§ **Given passage**
• • • • • • •
Heaven Is Underground

15 Aug

“Heaven is underground.”

These words were spoken by my five-year-old son James on Saturday. Our discussion about death and the hereafter had been prompted by the fact that it was my late father’s 74th birthday, and we were all feeling a sense of loss.

Up to this point in their lives, my kids have not received any formal religious education. They have both been baptized in the Anglican church, but that was done partly to keep the grandmas happy, and partly to give the kids access to the support system of a church, in case they should ever need it. We did not have them baptized out of any deep-seated religious belief within ourselves.

Now that James has started talking about heaven and hell – a subject that is by no means banned in my household but that has never received much airtime – I am realizing that many non-religious parents who send their kids to Sunday school possibly do so because religion is such a great way of explaining things that we really don’t have a clue about. It is really convenient to be able to say to a child, “When you die, you’ll go to heaven if you’re a <insert name of religion here>, otherwise you will go to hell.” Without religion, it can be tricky to find an explanation that will satisfy kids, or indeed, adults.

I’ve never really been one to believe in heaven and hell myself (the nuns who were responsible for my Catholic school education would be horrified to hear me say that), but I do believe in an afterlife of sorts. There is so much energy contained within a human being, and that energy has to go somewhere when we die. I mean, isn’t it a scientific fact that energy is neither created nor destroyed – it is simply converted from one form to another? Following that reasoning, I believe that lost loved ones – like my Dad – have some kind of presence in this world.

When James told me that heaven is underground, I asked him what he meant.

“Well,” he said solemnly. “When someone dies they get buried. That means heaven must be underground because if it was in the sky, we would shoot the dead people up in rockets.”

Not bad logic for a five-year-old.

I spoke to him about the soul leaving the body, worrying that I was just confusing him further. I needn’t have been concerned – he seemed to catch on to the distinction between body and soul right away, and he launched into an imaginative description of what happens when we die.

“When you die, your soul doesn’t need your body anymore, so it comes out through your tummy. Just like when you have a baby. Your tummy gets bigger and bigger, and then your soul comes out and goes KABOOSH! And your body gets buried and your soul zooms to heaven like a rocket ship. Faster than Lightning McQueen!”

Wow. I had always pictured souls gently drifting to heaven, kind of the like the feather that flits around during the opening and closing sequences of Forrest Gump.
• • • • • • •
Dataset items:

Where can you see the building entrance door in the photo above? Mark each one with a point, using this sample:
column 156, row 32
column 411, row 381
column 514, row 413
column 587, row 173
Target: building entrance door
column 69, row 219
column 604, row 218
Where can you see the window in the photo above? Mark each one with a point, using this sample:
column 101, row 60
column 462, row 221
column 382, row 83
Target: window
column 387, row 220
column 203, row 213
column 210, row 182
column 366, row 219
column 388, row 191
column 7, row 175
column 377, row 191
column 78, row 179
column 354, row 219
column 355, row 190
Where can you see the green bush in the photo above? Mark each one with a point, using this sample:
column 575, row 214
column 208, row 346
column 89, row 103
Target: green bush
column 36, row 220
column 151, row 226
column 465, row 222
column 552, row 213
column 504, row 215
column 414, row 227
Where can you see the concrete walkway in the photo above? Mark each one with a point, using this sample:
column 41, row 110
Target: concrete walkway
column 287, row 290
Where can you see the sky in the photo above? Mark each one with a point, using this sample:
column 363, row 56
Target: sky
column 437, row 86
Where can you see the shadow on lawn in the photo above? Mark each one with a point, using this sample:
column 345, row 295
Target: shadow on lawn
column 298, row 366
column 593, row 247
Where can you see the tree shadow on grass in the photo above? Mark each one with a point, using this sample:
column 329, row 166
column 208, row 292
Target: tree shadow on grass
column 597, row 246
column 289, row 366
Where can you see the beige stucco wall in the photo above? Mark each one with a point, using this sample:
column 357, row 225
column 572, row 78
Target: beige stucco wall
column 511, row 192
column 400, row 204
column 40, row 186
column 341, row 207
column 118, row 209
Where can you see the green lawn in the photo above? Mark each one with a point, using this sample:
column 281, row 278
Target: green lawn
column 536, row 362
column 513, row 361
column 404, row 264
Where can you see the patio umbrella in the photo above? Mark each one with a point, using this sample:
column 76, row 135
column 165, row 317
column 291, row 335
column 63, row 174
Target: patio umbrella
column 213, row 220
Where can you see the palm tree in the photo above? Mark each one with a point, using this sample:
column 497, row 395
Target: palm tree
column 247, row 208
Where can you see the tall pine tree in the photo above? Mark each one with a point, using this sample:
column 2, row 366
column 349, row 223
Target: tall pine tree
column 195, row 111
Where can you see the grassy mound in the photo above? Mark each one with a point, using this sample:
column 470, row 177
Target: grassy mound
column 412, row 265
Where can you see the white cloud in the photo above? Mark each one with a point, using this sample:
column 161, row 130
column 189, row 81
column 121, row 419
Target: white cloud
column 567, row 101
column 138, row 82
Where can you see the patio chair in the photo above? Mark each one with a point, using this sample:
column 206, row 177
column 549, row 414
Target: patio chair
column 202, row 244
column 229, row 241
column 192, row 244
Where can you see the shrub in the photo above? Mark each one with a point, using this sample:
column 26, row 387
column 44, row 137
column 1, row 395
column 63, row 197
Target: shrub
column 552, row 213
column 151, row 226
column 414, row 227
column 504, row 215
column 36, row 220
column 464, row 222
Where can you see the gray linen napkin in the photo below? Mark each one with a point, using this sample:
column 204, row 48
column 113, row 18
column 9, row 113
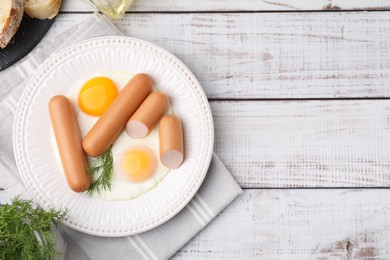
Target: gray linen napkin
column 218, row 190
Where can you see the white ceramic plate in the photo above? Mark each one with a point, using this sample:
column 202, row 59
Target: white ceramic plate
column 41, row 171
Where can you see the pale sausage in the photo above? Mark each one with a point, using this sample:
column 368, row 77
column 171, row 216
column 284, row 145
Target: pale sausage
column 147, row 115
column 171, row 142
column 68, row 138
column 114, row 119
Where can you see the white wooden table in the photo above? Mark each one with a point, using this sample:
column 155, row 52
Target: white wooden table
column 299, row 95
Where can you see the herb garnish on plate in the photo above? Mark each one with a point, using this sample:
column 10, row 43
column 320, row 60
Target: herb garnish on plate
column 25, row 231
column 102, row 165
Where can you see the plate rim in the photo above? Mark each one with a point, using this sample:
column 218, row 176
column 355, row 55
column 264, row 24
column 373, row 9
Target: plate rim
column 21, row 114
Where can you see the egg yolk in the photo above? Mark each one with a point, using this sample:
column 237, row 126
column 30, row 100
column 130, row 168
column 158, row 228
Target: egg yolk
column 138, row 164
column 96, row 95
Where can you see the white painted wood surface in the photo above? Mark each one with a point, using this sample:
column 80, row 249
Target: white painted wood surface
column 238, row 5
column 298, row 224
column 283, row 143
column 340, row 143
column 272, row 55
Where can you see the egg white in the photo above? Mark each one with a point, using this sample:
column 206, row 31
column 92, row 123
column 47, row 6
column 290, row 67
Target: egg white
column 121, row 188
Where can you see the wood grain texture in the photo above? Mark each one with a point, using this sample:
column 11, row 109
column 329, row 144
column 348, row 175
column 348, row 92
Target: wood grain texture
column 238, row 5
column 272, row 55
column 298, row 224
column 341, row 143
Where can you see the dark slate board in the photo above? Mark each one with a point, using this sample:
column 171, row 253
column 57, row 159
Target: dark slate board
column 29, row 34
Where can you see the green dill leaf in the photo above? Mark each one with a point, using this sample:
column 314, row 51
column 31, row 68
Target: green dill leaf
column 20, row 225
column 101, row 171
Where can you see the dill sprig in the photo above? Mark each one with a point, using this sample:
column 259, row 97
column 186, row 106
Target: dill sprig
column 102, row 166
column 20, row 224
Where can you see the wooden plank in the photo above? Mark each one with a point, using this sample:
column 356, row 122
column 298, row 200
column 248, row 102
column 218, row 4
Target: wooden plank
column 279, row 55
column 298, row 224
column 341, row 143
column 304, row 143
column 242, row 5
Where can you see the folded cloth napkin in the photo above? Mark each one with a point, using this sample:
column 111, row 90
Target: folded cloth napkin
column 218, row 190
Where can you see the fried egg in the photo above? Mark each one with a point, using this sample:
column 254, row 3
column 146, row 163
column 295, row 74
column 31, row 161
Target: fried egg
column 137, row 167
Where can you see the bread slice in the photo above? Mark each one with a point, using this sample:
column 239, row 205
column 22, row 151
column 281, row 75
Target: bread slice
column 42, row 9
column 11, row 14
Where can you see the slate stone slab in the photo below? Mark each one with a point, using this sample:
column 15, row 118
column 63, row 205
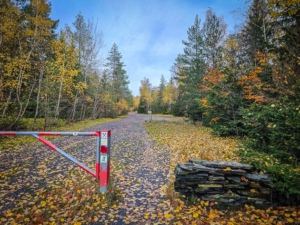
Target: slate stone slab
column 222, row 164
column 229, row 183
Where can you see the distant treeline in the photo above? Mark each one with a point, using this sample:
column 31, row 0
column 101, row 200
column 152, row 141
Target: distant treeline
column 56, row 75
column 244, row 84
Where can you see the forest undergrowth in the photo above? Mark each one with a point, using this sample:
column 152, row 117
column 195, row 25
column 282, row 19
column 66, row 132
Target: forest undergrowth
column 187, row 141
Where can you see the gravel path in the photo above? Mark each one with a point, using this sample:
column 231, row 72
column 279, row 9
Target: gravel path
column 143, row 170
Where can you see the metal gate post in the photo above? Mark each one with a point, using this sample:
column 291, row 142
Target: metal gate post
column 104, row 159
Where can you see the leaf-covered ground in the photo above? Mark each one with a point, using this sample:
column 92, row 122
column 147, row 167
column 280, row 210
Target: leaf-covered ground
column 38, row 186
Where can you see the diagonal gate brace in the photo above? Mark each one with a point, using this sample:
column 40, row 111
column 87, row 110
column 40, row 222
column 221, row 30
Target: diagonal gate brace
column 102, row 166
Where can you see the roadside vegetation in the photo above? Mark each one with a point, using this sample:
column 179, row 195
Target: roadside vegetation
column 185, row 141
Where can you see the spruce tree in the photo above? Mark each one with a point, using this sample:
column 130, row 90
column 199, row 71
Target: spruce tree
column 190, row 69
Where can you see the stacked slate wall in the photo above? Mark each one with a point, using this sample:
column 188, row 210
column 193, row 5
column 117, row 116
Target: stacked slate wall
column 229, row 183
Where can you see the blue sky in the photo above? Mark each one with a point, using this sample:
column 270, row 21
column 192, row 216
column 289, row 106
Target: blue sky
column 148, row 33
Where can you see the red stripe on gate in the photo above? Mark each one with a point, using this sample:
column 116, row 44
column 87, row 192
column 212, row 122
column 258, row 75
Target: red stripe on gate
column 48, row 143
column 8, row 133
column 49, row 134
column 103, row 177
column 104, row 149
column 98, row 170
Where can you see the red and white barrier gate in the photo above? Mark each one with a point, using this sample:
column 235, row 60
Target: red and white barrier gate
column 102, row 151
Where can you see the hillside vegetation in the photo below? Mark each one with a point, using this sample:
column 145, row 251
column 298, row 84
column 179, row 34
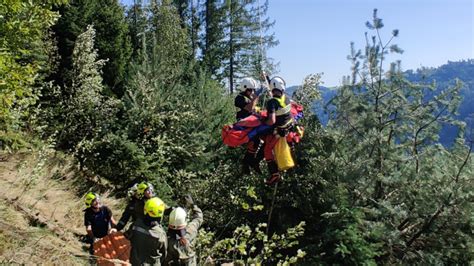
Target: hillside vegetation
column 135, row 94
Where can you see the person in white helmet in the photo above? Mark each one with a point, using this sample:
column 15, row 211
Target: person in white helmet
column 182, row 235
column 279, row 117
column 246, row 101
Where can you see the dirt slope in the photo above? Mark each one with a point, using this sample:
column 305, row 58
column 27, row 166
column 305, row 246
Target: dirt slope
column 41, row 209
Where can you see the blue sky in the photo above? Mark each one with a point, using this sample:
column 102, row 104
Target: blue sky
column 315, row 35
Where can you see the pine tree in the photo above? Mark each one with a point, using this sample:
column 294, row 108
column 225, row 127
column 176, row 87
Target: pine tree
column 89, row 114
column 236, row 39
column 213, row 45
column 137, row 24
column 113, row 42
column 188, row 11
column 24, row 58
column 169, row 48
column 389, row 158
column 246, row 41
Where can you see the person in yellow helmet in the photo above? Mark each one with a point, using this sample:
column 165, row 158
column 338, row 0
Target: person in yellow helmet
column 98, row 219
column 182, row 235
column 280, row 119
column 137, row 195
column 148, row 238
column 246, row 101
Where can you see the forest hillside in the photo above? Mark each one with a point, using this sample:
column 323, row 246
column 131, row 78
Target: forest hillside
column 96, row 97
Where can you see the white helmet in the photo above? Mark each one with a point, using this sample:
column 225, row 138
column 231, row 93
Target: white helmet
column 277, row 83
column 248, row 83
column 177, row 219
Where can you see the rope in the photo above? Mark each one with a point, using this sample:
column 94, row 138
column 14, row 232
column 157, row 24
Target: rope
column 271, row 208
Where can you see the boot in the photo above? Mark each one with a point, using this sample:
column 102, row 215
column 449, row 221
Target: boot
column 274, row 173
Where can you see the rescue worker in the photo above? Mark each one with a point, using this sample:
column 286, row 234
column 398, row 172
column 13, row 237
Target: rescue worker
column 98, row 219
column 137, row 194
column 279, row 117
column 246, row 101
column 148, row 238
column 182, row 235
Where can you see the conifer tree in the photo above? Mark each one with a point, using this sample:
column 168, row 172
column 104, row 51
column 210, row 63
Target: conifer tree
column 213, row 45
column 113, row 42
column 88, row 112
column 236, row 39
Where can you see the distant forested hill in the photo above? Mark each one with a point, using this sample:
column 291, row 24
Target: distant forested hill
column 444, row 76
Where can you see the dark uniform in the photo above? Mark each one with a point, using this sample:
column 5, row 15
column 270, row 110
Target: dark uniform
column 149, row 243
column 99, row 223
column 184, row 255
column 281, row 106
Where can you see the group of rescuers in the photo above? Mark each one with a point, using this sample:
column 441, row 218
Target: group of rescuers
column 277, row 124
column 150, row 243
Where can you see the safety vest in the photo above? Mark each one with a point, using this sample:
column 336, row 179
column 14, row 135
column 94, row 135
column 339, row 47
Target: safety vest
column 284, row 113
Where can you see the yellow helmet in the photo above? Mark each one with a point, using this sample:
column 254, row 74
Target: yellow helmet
column 90, row 197
column 154, row 207
column 142, row 187
column 177, row 219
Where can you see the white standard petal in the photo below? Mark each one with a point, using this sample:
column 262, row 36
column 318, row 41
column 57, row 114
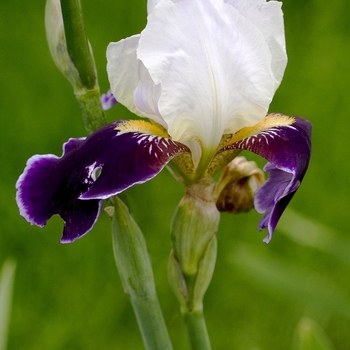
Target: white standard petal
• • • • • • •
§ **The problem**
Copy the heaven essay from "These words were" to "sense of loss.", switching "Saturday" to "Sunday".

§ **Expected answer**
These words were spoken by my five-year-old son James on Sunday. Our discussion about death and the hereafter had been prompted by the fact that it was my late father’s 74th birthday, and we were all feeling a sense of loss.